*WHAT THE TASK ASKS*: From the records below, transcribe exactly the lines that begin at the line with "Locate every instance of the black" and end at the line with "Locate every instance of the red", both included.

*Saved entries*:
+ + + +

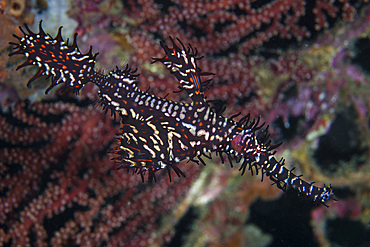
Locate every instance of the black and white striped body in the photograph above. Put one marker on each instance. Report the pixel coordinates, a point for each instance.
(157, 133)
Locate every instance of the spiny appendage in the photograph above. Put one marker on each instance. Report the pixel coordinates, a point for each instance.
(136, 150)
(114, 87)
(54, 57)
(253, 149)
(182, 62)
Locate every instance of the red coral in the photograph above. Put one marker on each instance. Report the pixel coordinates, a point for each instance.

+ + + +

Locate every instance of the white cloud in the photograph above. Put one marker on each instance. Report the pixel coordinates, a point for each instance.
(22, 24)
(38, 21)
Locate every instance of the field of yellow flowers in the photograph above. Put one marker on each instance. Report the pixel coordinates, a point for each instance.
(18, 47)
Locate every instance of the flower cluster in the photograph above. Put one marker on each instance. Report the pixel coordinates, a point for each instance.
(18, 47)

+ + + +

*FINAL ANSWER*:
Locate every instance of the black and white striped body in the photograph above. Put one marker on each instance. Report the pixel coordinates, a point for each instance.
(157, 133)
Locate every instance of the spiny appendage in the photograph above. Put one marker on each instance. Report the pixel coordinates, a point for each instance.
(136, 150)
(114, 87)
(54, 57)
(253, 149)
(182, 62)
Locate every instance of the red coral in the photograph above. Put one marker on each instance. Report the pixel coordinates, a point for each instance.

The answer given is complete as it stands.